## BEGIN
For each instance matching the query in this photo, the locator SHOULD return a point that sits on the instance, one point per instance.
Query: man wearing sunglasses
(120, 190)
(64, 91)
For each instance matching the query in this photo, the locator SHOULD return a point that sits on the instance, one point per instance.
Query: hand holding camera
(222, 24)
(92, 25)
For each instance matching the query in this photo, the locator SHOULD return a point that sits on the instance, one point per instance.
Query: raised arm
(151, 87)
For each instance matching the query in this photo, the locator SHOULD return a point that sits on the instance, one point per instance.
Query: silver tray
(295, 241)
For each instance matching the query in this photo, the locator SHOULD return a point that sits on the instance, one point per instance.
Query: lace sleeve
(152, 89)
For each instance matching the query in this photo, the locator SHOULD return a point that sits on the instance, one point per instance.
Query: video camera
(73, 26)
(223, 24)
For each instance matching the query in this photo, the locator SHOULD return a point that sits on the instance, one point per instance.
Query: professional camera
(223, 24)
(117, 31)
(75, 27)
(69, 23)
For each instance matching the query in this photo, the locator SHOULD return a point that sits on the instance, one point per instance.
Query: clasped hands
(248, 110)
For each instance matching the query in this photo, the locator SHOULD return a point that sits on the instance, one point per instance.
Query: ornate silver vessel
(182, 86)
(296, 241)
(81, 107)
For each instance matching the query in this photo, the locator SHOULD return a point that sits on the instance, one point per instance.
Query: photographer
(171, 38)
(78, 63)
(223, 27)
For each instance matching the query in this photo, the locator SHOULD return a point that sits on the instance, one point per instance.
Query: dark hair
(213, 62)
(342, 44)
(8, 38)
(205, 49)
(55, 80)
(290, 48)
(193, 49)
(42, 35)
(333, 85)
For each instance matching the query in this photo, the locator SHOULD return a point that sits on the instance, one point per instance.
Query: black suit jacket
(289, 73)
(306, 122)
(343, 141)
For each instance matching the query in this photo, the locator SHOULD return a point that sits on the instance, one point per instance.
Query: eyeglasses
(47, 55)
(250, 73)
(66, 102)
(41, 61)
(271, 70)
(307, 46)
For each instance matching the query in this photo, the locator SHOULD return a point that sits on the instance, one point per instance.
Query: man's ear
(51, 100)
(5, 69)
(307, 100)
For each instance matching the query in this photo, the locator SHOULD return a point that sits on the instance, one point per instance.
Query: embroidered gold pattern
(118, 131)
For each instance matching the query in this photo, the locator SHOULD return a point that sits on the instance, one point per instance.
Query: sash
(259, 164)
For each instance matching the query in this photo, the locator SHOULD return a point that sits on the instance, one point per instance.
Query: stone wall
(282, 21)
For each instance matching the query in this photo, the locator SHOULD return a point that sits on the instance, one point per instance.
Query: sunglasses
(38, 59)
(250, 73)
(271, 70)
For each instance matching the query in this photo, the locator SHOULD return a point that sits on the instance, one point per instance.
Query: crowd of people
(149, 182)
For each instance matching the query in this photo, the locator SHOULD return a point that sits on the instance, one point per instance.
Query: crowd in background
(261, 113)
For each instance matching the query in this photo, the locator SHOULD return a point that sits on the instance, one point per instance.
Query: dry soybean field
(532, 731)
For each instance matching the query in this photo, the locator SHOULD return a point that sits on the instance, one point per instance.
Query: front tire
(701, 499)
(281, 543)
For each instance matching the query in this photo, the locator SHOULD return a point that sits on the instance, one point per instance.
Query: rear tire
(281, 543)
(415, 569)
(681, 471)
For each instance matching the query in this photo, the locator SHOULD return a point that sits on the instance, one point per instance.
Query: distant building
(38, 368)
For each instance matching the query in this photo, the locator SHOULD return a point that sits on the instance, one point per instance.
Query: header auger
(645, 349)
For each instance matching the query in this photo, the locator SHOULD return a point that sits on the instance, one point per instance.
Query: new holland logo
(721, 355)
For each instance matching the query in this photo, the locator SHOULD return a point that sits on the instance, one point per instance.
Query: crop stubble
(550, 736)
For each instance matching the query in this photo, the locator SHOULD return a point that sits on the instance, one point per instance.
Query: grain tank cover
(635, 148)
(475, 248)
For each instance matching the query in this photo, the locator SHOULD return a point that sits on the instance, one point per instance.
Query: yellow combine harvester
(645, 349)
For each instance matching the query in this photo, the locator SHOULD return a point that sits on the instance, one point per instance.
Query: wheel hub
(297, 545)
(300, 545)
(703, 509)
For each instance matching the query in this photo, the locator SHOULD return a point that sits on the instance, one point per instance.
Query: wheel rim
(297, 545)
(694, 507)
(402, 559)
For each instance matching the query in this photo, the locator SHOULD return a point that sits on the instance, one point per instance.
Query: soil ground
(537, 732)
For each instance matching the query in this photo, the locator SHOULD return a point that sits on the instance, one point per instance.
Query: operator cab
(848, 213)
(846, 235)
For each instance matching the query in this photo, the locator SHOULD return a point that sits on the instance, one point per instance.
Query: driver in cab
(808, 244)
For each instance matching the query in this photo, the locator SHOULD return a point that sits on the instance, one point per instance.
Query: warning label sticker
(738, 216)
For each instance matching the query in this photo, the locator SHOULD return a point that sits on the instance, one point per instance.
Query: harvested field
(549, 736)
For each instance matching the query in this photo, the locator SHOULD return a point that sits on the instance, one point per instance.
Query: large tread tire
## END
# EXERCISE DIRECTIONS
Report how many of the lines above contain the word "silver", where case counts, and give only the number.

# SOLUTION TO THE EXERCISE
2